--- Exercise requirements ---
Only the lines with "white" in the entries below belong in the answer; please copy them.

--- Input material ---
····················

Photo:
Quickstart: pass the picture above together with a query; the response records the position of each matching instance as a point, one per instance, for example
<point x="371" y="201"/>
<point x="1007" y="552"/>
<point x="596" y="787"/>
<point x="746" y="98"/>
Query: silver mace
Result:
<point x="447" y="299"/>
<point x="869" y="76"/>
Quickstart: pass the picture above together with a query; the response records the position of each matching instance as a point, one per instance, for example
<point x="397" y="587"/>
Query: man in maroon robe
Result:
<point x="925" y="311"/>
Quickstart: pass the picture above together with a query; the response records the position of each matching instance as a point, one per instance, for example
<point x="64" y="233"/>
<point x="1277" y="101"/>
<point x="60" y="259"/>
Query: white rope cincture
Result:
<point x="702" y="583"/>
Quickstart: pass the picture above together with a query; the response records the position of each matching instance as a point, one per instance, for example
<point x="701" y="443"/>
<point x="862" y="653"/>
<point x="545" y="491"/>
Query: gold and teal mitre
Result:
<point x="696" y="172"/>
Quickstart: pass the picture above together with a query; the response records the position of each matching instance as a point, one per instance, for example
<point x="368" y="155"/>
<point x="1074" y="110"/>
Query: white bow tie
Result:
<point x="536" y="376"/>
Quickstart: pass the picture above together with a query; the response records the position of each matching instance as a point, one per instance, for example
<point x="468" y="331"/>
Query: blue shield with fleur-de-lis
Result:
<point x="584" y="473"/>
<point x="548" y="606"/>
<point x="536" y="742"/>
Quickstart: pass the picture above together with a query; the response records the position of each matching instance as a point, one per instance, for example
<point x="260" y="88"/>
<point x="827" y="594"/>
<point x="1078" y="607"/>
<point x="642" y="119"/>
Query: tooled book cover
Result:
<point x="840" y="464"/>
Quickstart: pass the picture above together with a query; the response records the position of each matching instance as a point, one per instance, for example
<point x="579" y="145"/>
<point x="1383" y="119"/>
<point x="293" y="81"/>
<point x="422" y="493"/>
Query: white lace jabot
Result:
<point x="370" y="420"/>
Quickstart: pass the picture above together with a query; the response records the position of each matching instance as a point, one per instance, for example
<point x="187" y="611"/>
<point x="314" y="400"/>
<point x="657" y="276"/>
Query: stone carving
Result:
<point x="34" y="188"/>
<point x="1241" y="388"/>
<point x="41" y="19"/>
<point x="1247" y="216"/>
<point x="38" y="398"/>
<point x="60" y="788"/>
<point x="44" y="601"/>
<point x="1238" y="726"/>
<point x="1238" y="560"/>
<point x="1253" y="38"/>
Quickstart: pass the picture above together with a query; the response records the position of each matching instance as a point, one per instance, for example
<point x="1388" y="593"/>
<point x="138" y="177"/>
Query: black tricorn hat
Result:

····················

--- Response to this task ---
Query: white rope cincture
Query: white bow tie
Query: white lace jabot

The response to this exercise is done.